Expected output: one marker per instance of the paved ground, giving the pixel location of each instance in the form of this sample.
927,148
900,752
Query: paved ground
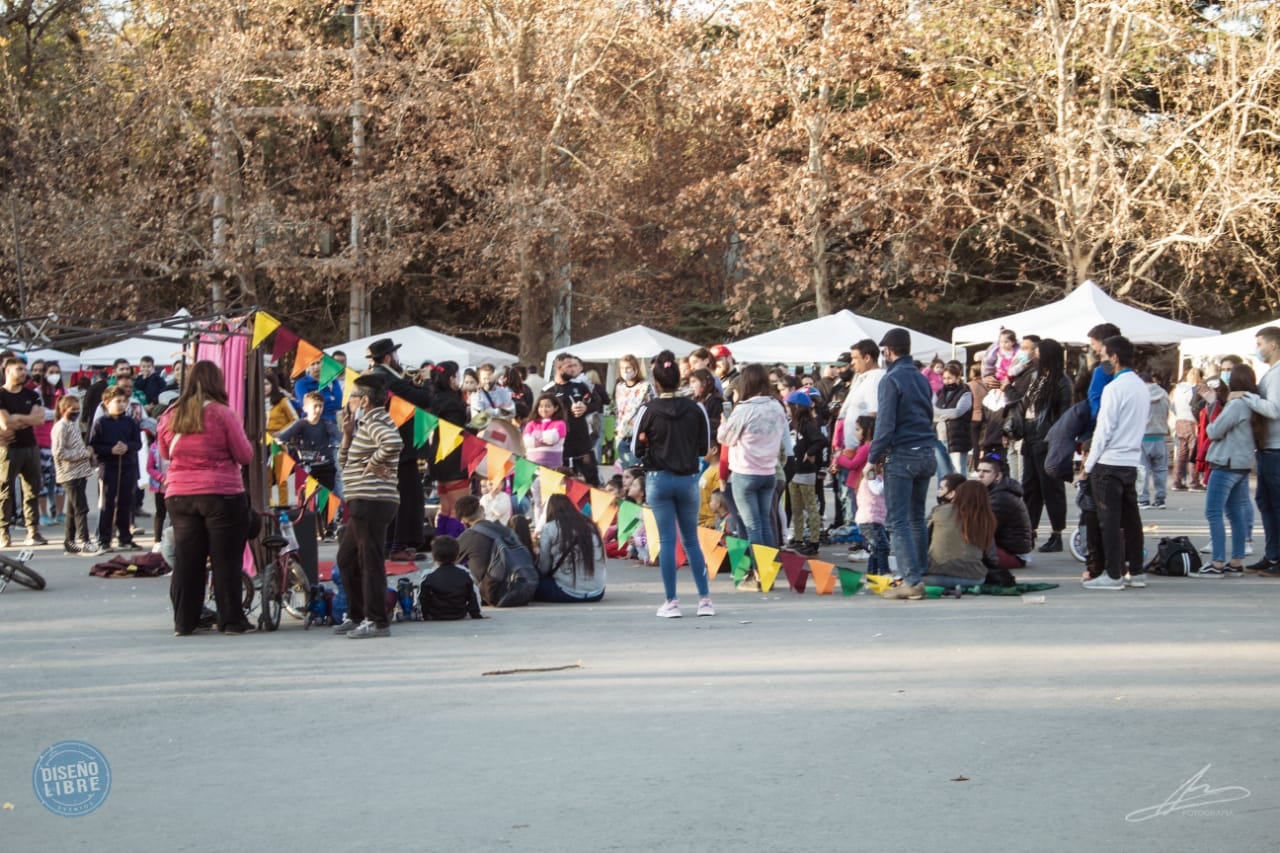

= = = = = = =

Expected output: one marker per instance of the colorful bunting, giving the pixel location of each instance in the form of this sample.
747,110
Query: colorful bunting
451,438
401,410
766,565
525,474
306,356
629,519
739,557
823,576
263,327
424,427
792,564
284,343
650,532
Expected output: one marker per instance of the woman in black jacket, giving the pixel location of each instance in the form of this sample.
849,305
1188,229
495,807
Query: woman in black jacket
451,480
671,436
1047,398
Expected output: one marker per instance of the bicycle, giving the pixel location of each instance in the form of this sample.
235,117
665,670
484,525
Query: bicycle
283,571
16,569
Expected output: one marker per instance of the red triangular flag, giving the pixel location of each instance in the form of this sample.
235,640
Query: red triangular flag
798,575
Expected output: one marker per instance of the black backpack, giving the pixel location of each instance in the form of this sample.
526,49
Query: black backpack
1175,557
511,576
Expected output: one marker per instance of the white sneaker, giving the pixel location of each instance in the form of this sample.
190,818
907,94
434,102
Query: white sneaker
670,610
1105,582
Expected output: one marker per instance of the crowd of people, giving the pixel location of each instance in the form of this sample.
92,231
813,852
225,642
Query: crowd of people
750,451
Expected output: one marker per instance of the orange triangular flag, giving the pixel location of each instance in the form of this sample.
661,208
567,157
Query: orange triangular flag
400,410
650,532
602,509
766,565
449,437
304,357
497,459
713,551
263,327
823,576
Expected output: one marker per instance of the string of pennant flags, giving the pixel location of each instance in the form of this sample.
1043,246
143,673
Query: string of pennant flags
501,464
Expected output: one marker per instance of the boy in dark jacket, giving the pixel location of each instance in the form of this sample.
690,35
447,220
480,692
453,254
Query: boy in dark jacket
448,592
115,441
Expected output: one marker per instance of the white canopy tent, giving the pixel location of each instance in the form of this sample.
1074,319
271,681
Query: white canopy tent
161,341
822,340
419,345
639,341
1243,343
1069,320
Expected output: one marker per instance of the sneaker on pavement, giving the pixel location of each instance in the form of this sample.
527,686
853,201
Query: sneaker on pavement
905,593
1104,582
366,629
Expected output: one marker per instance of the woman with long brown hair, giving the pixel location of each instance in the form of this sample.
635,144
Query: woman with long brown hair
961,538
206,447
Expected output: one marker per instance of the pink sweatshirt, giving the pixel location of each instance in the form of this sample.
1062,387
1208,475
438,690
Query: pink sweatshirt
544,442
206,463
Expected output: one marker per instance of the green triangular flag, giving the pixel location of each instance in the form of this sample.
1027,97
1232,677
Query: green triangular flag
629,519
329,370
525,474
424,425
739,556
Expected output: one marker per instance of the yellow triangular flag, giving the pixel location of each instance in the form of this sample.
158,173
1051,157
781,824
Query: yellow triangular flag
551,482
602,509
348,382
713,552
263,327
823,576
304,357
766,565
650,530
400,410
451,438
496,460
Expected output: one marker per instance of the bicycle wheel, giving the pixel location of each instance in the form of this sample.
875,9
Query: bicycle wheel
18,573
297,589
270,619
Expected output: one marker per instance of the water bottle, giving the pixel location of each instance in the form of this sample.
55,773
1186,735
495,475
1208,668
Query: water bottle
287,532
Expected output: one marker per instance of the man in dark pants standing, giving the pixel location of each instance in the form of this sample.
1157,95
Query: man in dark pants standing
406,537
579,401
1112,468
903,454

= = = = = = =

* [Task description] Reproduce word for word the material above, beginning with the line that contains "Expected output: one marker per instance of the paved" and ending with the line that contains "Query: paved ground".

* [Exercise output]
Expected output: one marker per instance of the paved ground, giving the pixel location of each instance in the form of this sample.
927,148
900,752
Query: paved ground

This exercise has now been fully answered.